▶ [Data extract]
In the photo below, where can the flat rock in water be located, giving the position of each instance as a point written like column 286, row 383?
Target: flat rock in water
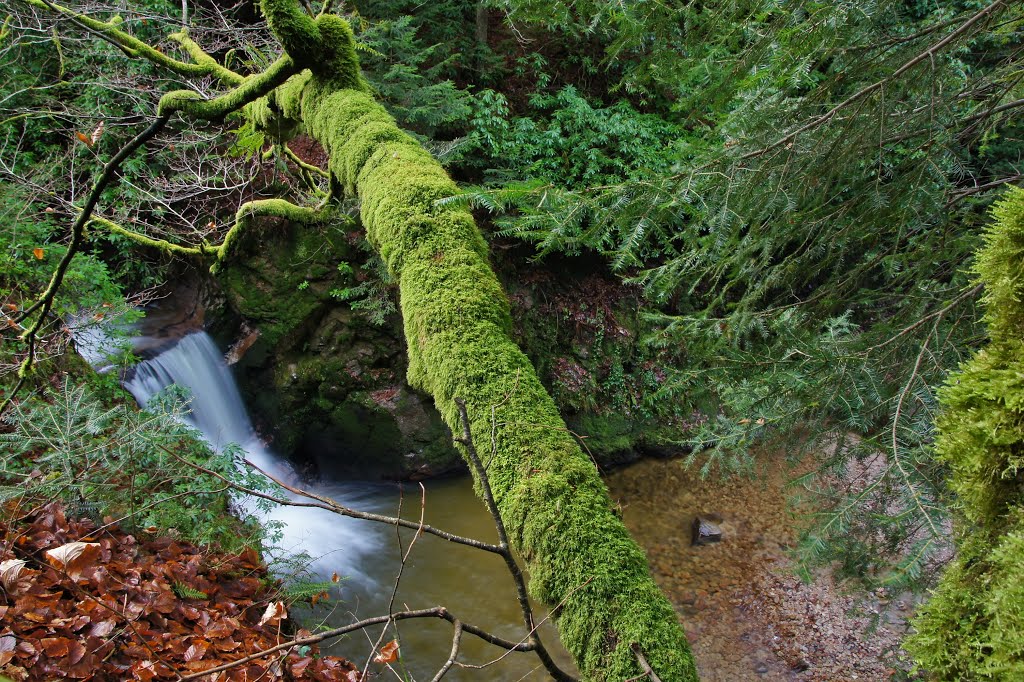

--

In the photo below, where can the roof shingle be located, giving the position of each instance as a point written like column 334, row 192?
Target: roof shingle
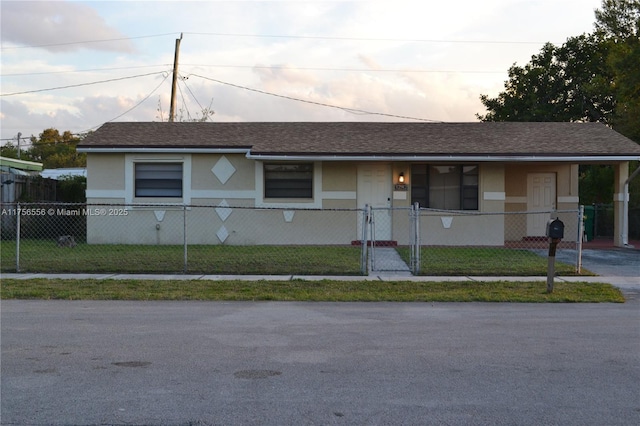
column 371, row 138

==

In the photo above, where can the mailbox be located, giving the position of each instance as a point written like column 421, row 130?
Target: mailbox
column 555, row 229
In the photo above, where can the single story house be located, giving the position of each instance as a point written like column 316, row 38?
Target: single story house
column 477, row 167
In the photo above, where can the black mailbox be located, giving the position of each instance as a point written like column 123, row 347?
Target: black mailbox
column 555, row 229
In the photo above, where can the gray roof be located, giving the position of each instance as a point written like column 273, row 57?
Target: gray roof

▶ [Your instructions] Take the line above containing "Target: black mailbox", the line containing "Target: gray roof", and all lines in between, and copy them exactly without anything else.

▶ [Solution]
Target: black mailbox
column 555, row 229
In the photo above, where can the gray roof be located, giving the position of each instance as a point written like column 273, row 57?
Target: gray roof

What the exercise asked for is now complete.